◆ **SUPPLIED PASSAGE**:
◆ ◆ ◆ ◆ ◆

Feeling from your knee down is relayed to your brain by the tibial nerve. This nerve is also responsible for sending messages from your brain down to your lower leg.
What Is the Tibial Nerve?
The tibial nerve stems from your spinal nerves, branching off of the largest nerve in your body: the sciatic nerve. Your tibial nerve anatomy includes motor branches and sensory branches. The tibial nerve branches down your leg, connecting to other nerves that also help your legs function.
Your tibial nerve sends messages down to your knee, ankle, and foot joints. The branches controlling your muscle movements, meanwhile, go down the back of your thigh and leg.
Tibial nerve location. You'll find your tibial nerve between your superficial and deep muscles in the back of your leg. A thick layer of these muscles protects the nerve to help prevent problems resulting from leg trauma. Within your heel, your Achilles tendon similarly protects your tibial nerve, so injury to your tibial nerve is uncommon.
Tibial Nerve Anatomy: How Does the Tibial Nerve Function?
Your tibial nerve has two main functions: motor and sensory. Branches run to 21 muscles in your legs in addition to extending sensory fibers down your leg.
Motor nerves. Your tibial nerve helps you extend your hip, flex your knee and ankle, and rotate your knee. The tibial nerve allows you to flex your toes and roll your ankles. Your tibial nerve sends messages to toes big and small and makes them move.
Sensory nerves. The tibial nerve plays a prominent role in transmitting sensations felt by your heel, the surface of your foot, and more when you walk, sit, and move around.
Signs Something Could Be Wrong With Your Tibial Nerve
If you start feeling pain or uncomfortable sensations in your foot, you might have problems affecting your tibial nerve. These sensations may include a burning feeling at the bottom of your foot and toes. Alternatively, you may experience numbness, tingling, and other painful or unusual sensations.
In other cases, weakness in your foot muscles, toes, and ankle could indicate tibial nerve problems. If you start to experience these symptoms, you could have tibial nerve dysfunction. Also known as tibial neuropathy, tibial nerve dysfunction can cause tarsal tunnel syndrome in your ankle or foot.
What Conditions Affect the Tibial Nerve?
Tarsal tunnel syndrome. If your tibial nerve becomes pinched, you may feel pain, tingling, or numbness in your foot. Tarsal tunnel syndrome can also damage the muscles in your feet.

◆ ◆ ◆ ◆ ◆

Recorded data
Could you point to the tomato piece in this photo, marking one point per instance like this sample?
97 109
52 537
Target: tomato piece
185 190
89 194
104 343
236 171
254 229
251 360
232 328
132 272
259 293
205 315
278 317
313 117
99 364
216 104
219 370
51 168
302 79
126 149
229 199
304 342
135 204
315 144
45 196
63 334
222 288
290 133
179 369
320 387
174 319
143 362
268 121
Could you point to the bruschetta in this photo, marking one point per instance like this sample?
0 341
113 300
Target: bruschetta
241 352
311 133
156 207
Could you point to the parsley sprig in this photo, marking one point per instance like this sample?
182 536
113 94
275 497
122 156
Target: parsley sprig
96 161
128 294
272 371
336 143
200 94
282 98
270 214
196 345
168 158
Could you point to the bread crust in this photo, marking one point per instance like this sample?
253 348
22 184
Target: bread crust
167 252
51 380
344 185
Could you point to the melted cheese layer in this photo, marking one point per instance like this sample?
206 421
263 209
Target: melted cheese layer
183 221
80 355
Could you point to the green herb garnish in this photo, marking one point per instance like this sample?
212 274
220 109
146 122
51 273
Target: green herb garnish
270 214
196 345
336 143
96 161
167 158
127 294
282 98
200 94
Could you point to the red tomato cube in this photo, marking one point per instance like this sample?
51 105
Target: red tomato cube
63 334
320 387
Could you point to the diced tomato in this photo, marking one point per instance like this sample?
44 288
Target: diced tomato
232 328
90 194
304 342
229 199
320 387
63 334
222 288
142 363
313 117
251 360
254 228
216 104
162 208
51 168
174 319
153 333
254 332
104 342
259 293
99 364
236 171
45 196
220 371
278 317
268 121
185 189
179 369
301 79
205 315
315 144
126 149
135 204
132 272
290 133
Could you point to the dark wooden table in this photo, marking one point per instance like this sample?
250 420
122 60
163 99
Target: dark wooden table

◆ ◆ ◆ ◆ ◆

◆ **TASK 1**: According to the passage on the tibial nerve, how many muscles do the nerve's branches run to?
◆ **TASK 2**: Extend the passage on the tibial nerve from where it stops.
The rows have no connection to the passage on the tibial nerve.

◆ **RESULT 1**: The branches run to 21 muscles in the legs.

◆ **RESULT 2**:
Compartment syndrome. This syndrome causes swelling in a section of your leg, pressurizing and traumatizing the area. This swelling can damage the tibial nerve and cause motor and sensory problems in your foot and ankle, including a burning feeling in your foot or weakness in your toes.
Tibial nerve injury. While it is rare, physical damage to your tibial nerve can occur. Since the nerve is close to other vital parts of your leg, such damage can cause significant problems. You may have trouble walking or a lack of feeling in your leg. Reconstruction is often possible, though.
Still, in the meantime, tibial nerve damage from a pinched or damaged nerve can make using your foot almost impossible. Without your tibial nerve, you won’t be able to stand on your tiptoes, extend your foot, or walk like you once did.
Symptoms in your feet and legs include:
- Burning
- Itching
- Weakness
- Pain
- Numbness
Foot drop. Also called drop foot, this condition is diagnosed when you can't lift the front part of your foot. Foot drop is a sign of a more significant underlying condition. This may be a neurological or muscular problem. A foot drop can be temporary or permanent depending on whether the underlying condition is treated.
Talk to your doctor immediately when you notice problems with your feet or toes. In most cases, pain and burning sensations can be linked to a nerve problem. If so, your doctor can draw up a treatment plan so that damage to your feet and legs hopefully doesn't become permanent.
How to Protect Your Tibial Nerve
A treatment plan will depend on what kind of symptoms you're experiencing and the underlying cause of your pain. However, there are a few home remedies you can use to treat foot pain.
For example, resting your leg and putting ice on the affected area can reduce symptoms. Over-the-counter medications are another form of pain management. Nonsteroidal anti-inflammatory drugs (NSAIDs) in particular can help reduce pain and any potential swelling. Your doctor can also prescribe a steroid injection into your ankle if the pain worsens. In some cases, you may need a brace or a specialized orthopedic shoe to stabilize your foot or ankle.
You can also prevent damage from occurring in the first place by staying healthy and protecting your legs and body. Taking care of your health means taking care of your nerves, too.
Spending time on the treadmill or going for a 30-minute walk is good for your heart and your body. Staying active helps improve your circulation and reduce problems affecting your nerves. Stretching can also help prevent strains and other issues in your legs.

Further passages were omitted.